Recorded information:
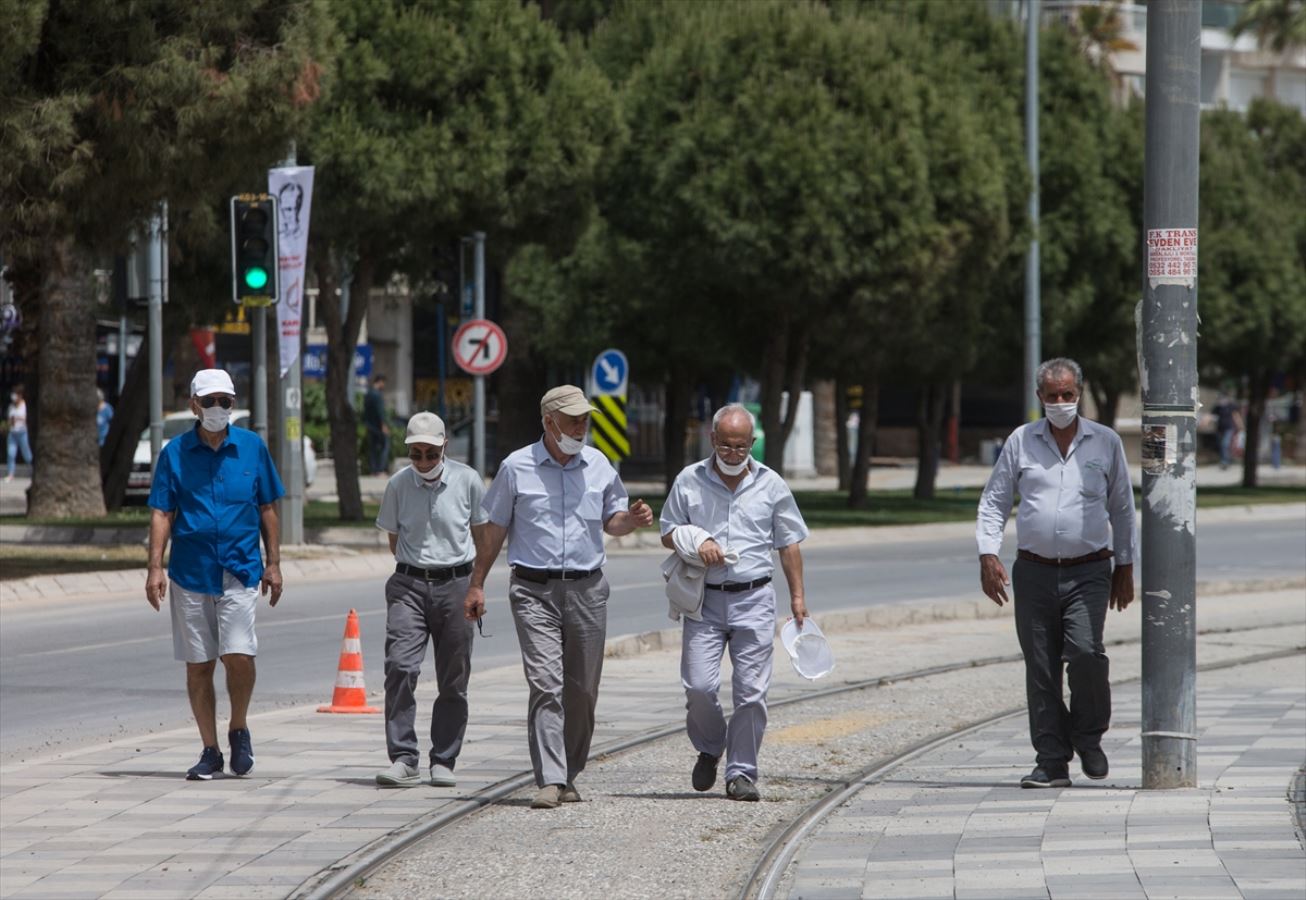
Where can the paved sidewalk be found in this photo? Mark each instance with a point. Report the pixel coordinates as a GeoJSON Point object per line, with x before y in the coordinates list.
{"type": "Point", "coordinates": [954, 823]}
{"type": "Point", "coordinates": [119, 820]}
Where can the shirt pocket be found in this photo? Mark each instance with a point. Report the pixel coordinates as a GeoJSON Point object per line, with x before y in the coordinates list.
{"type": "Point", "coordinates": [590, 506]}
{"type": "Point", "coordinates": [238, 486]}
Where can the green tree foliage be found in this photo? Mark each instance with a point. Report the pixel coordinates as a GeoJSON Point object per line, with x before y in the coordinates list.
{"type": "Point", "coordinates": [110, 109]}
{"type": "Point", "coordinates": [1251, 282]}
{"type": "Point", "coordinates": [447, 116]}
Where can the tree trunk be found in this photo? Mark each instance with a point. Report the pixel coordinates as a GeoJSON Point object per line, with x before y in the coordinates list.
{"type": "Point", "coordinates": [673, 426]}
{"type": "Point", "coordinates": [132, 416]}
{"type": "Point", "coordinates": [867, 423]}
{"type": "Point", "coordinates": [1108, 401]}
{"type": "Point", "coordinates": [341, 338]}
{"type": "Point", "coordinates": [841, 444]}
{"type": "Point", "coordinates": [824, 429]}
{"type": "Point", "coordinates": [65, 476]}
{"type": "Point", "coordinates": [773, 369]}
{"type": "Point", "coordinates": [1259, 389]}
{"type": "Point", "coordinates": [929, 423]}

About this task: All that is wanted is the set of lines from the one with "Where can the shirt" through the last line of the entries, both included, output exactly.

Written solution:
Where can the shirt pocket be found in this photo? Mark each instance with a point. Report the pixel coordinates as a GeoJSON Point object per line, with x before y in the coordinates list.
{"type": "Point", "coordinates": [590, 506]}
{"type": "Point", "coordinates": [238, 486]}
Where can the green tree foliage be found in this photo? Mark each instance with a point. Report the pixel coordinates as a GeoJSON Point object per line, with x before y in the coordinates list.
{"type": "Point", "coordinates": [110, 109]}
{"type": "Point", "coordinates": [1251, 282]}
{"type": "Point", "coordinates": [447, 116]}
Where can the tree trunk be found in this photo? Mark each instance with a point. Report the pixel coordinates as a GeoJSON Point object per line, with x before y in the coordinates list.
{"type": "Point", "coordinates": [673, 426]}
{"type": "Point", "coordinates": [132, 416]}
{"type": "Point", "coordinates": [867, 423]}
{"type": "Point", "coordinates": [1108, 401]}
{"type": "Point", "coordinates": [341, 338]}
{"type": "Point", "coordinates": [841, 444]}
{"type": "Point", "coordinates": [824, 429]}
{"type": "Point", "coordinates": [65, 476]}
{"type": "Point", "coordinates": [773, 369]}
{"type": "Point", "coordinates": [1259, 389]}
{"type": "Point", "coordinates": [929, 423]}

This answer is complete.